◆ PROVIDED INFORMATION

━━━━━━━━━━━━━━━━━━━━━━━━━━━━━━

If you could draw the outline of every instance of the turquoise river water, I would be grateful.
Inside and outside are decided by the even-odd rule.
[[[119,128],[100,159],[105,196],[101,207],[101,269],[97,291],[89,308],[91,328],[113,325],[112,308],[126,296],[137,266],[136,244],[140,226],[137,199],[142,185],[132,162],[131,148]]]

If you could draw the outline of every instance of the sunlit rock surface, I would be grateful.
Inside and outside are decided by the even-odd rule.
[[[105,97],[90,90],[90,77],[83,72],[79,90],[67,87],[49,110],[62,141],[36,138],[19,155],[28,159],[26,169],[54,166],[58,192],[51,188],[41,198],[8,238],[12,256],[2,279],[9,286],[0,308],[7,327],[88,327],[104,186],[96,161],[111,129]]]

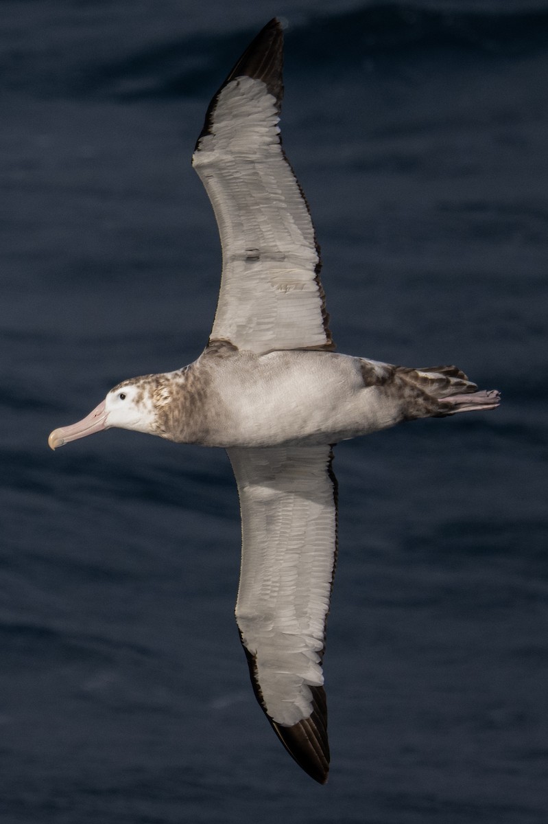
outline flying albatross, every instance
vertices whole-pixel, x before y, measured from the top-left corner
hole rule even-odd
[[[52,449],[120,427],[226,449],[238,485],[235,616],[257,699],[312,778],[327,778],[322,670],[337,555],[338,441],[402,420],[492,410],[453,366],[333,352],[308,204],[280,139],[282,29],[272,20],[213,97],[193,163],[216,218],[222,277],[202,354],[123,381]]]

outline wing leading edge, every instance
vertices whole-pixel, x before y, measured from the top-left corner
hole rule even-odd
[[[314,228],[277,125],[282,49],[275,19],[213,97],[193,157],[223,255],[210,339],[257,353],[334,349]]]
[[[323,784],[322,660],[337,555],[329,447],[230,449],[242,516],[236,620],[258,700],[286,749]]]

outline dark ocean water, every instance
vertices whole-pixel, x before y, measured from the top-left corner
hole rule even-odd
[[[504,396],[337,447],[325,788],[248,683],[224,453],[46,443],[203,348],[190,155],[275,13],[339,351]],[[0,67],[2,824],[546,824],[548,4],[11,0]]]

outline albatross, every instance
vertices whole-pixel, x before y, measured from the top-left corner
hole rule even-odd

━━━━━━━━━━━━━━━━━━━━━━━━━━━━━━

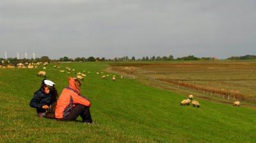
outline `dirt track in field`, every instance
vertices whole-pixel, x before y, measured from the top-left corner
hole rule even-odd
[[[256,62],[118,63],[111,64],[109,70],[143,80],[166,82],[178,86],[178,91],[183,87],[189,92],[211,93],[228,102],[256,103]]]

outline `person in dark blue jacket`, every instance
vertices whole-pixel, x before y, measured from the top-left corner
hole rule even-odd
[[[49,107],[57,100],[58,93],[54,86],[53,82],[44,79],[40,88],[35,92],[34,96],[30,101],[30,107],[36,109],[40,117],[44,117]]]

━━━━━━━━━━━━━━━━━━━━━━━━━━━━━━

◆ TASK DETAILS
Show every line of the data above that contains the word "draw".

◆ COMPLETE OUTPUT
If you could draw the outline of every instance of the turquoise river water, I would be grateful.
If you could draw the outline of every instance of the sunlit rock surface, I would be grateful.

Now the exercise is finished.